* [INFORMATION]:
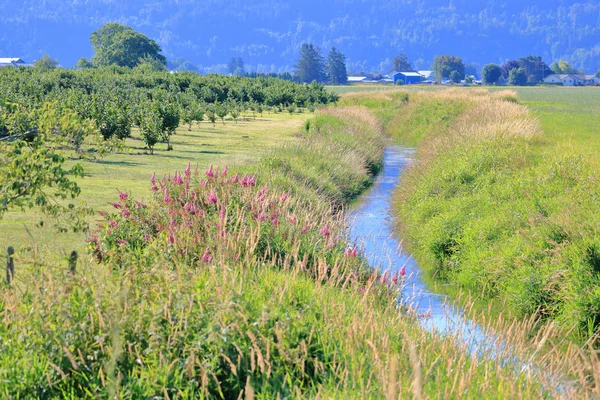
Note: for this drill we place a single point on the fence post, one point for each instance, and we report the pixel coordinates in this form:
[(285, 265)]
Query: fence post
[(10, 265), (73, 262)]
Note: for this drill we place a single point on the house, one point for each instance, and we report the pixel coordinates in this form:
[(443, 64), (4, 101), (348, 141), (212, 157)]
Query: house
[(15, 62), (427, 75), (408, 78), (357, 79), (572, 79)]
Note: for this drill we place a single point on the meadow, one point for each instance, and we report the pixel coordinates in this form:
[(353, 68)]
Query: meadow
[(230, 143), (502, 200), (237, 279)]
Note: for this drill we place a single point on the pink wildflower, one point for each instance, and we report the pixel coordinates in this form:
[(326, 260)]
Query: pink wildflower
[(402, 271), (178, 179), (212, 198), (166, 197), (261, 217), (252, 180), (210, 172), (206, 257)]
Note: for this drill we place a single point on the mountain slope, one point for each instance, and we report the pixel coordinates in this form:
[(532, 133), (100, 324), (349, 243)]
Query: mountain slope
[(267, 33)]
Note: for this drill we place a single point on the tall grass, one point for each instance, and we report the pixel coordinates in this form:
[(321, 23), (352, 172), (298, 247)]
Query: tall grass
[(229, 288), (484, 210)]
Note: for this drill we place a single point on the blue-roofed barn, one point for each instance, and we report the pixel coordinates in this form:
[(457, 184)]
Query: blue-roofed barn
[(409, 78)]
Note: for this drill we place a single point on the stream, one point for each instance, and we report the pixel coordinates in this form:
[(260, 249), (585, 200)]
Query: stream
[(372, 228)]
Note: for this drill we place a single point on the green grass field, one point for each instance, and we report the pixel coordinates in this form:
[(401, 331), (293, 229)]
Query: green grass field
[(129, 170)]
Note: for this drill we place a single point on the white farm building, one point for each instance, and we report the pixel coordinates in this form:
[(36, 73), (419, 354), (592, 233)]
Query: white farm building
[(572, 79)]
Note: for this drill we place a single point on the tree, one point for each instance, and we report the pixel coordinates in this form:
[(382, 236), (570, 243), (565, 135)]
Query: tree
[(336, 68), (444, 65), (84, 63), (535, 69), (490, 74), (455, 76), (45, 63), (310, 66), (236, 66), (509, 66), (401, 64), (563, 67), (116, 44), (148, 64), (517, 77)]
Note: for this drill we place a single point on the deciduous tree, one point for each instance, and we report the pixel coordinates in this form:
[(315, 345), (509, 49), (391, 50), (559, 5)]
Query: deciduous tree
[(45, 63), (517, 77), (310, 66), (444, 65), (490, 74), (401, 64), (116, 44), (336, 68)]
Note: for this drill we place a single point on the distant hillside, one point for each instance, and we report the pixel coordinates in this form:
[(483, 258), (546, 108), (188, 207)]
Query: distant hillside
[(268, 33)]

==

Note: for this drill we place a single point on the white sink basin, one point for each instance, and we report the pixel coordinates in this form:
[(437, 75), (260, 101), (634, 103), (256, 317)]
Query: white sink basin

--

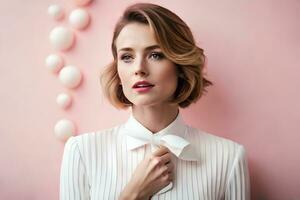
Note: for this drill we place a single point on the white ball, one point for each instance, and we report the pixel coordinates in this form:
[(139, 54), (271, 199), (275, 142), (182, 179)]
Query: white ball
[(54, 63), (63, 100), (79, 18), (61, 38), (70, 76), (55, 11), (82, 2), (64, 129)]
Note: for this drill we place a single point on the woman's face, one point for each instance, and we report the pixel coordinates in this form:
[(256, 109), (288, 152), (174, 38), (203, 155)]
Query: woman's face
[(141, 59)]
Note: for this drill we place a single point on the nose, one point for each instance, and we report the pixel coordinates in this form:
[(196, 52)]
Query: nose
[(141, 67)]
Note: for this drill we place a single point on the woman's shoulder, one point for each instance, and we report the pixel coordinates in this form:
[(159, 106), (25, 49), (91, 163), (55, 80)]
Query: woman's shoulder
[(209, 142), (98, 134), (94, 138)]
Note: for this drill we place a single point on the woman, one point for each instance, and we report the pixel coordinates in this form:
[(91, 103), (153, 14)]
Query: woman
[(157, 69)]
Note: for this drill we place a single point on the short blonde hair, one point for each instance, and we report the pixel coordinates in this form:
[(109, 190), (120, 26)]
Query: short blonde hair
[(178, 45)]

* [DESCRIPTION OF THE TASK]:
Search the data for "basin". Copy each line that has it.

* [ANSWER BELOW]:
Note: for this drill we place a single point on the white sink basin, one point for each instance, and we report the pixel coordinates in this form:
Query: white sink basin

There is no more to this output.